Written problem: Select every line in the records below that contains the word "tank", and copy each one out in full.

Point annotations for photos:
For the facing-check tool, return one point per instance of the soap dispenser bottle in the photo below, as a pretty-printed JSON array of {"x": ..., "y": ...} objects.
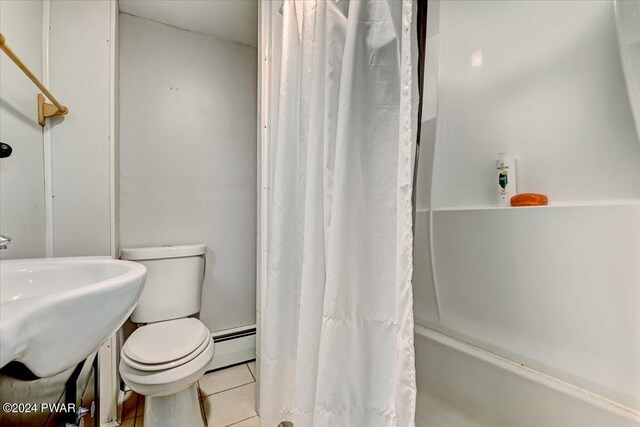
[{"x": 505, "y": 178}]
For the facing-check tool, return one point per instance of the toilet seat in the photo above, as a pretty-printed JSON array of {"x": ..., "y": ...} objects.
[
  {"x": 168, "y": 381},
  {"x": 165, "y": 345}
]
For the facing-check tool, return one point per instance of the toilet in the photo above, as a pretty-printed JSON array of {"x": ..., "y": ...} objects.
[{"x": 166, "y": 356}]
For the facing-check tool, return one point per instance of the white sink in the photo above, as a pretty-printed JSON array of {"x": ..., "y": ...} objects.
[{"x": 55, "y": 312}]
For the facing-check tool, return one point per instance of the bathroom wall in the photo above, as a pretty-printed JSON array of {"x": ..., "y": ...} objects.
[
  {"x": 188, "y": 156},
  {"x": 55, "y": 188},
  {"x": 22, "y": 210},
  {"x": 554, "y": 288}
]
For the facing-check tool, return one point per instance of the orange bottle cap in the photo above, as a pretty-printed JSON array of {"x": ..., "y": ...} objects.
[{"x": 529, "y": 199}]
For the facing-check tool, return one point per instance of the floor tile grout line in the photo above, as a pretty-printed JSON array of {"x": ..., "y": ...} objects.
[{"x": 232, "y": 388}]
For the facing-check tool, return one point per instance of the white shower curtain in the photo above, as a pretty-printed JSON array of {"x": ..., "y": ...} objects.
[{"x": 337, "y": 321}]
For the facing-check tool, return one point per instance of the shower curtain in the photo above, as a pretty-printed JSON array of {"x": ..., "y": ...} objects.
[{"x": 337, "y": 321}]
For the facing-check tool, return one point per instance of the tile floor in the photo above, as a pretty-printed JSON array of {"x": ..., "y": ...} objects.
[{"x": 227, "y": 398}]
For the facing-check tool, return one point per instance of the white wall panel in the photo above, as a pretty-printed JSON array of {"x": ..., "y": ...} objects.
[
  {"x": 188, "y": 156},
  {"x": 22, "y": 211},
  {"x": 557, "y": 288},
  {"x": 80, "y": 33}
]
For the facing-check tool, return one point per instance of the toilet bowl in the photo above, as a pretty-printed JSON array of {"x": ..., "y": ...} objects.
[
  {"x": 163, "y": 362},
  {"x": 166, "y": 356}
]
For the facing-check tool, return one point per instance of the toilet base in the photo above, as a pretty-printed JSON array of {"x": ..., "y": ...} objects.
[{"x": 179, "y": 409}]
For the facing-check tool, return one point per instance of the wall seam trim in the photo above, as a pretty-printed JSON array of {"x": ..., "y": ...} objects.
[{"x": 46, "y": 135}]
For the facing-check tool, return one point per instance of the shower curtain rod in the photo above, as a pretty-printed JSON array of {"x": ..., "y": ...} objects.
[{"x": 44, "y": 109}]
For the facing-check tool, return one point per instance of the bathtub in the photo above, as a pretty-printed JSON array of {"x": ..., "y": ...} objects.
[{"x": 460, "y": 385}]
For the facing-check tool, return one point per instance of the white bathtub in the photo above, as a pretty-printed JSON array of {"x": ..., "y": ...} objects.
[{"x": 460, "y": 385}]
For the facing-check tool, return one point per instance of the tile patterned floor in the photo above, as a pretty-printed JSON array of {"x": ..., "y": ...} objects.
[{"x": 227, "y": 398}]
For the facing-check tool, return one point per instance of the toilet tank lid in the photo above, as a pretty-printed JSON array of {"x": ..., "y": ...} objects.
[{"x": 160, "y": 252}]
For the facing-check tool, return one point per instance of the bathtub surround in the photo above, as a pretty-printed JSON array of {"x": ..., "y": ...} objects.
[
  {"x": 337, "y": 324},
  {"x": 553, "y": 288}
]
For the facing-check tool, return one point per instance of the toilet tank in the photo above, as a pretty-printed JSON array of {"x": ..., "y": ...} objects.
[{"x": 173, "y": 288}]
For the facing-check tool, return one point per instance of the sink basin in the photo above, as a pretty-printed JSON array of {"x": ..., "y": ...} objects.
[{"x": 55, "y": 312}]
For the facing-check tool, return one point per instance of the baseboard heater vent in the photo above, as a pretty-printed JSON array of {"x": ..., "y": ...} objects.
[{"x": 234, "y": 346}]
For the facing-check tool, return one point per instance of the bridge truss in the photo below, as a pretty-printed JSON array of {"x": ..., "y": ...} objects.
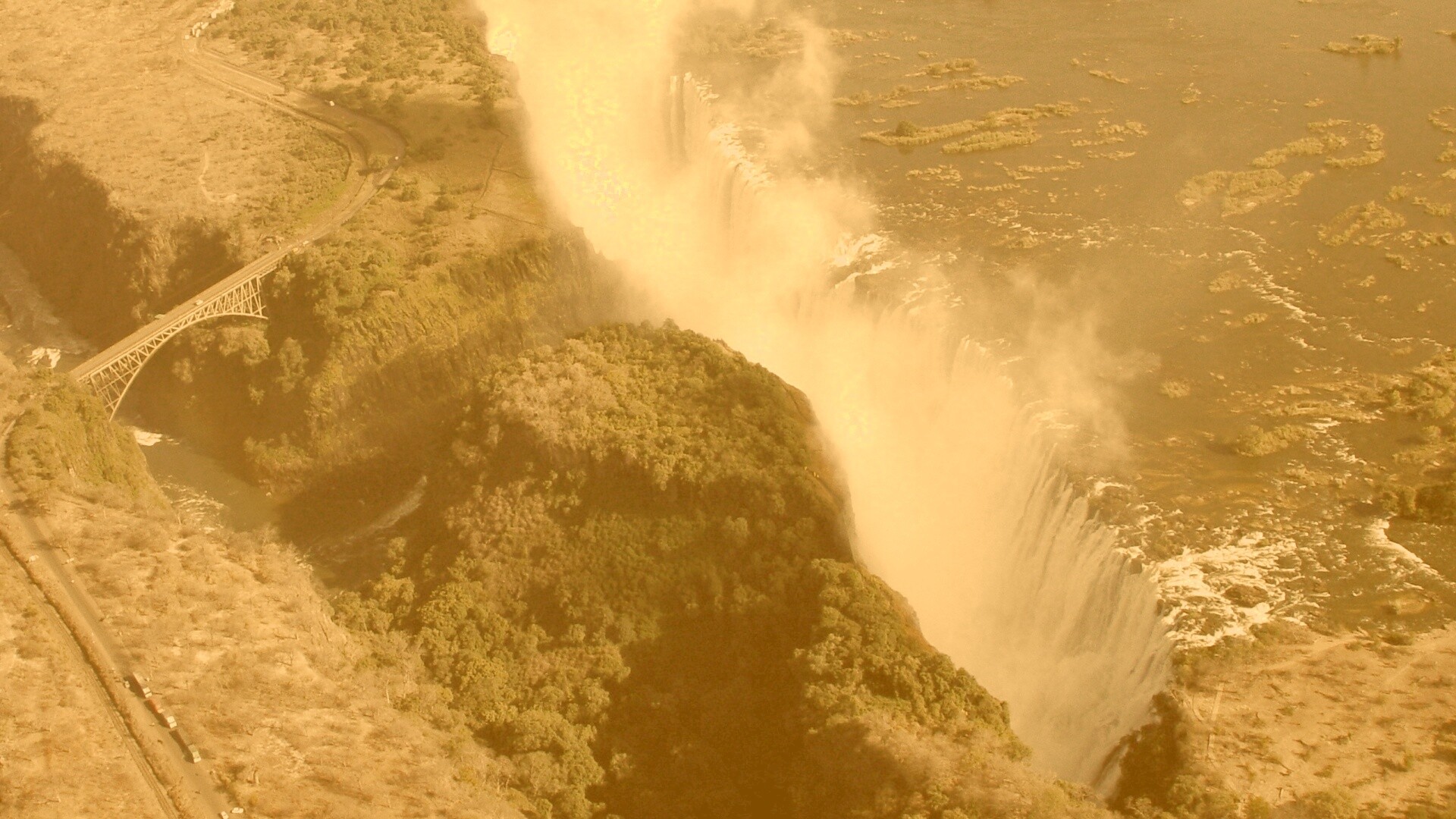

Answer in full:
For the facing-check tool, return one point per instance of the toilet tank lid in the photo above, as a pretty-printed JSON array of {"x": ..., "y": ...} objects.
For the facing-check tool, return one point per instance of the toilet tank in the photo above, as a pretty-printed JSON array of {"x": ..., "y": ...} objects.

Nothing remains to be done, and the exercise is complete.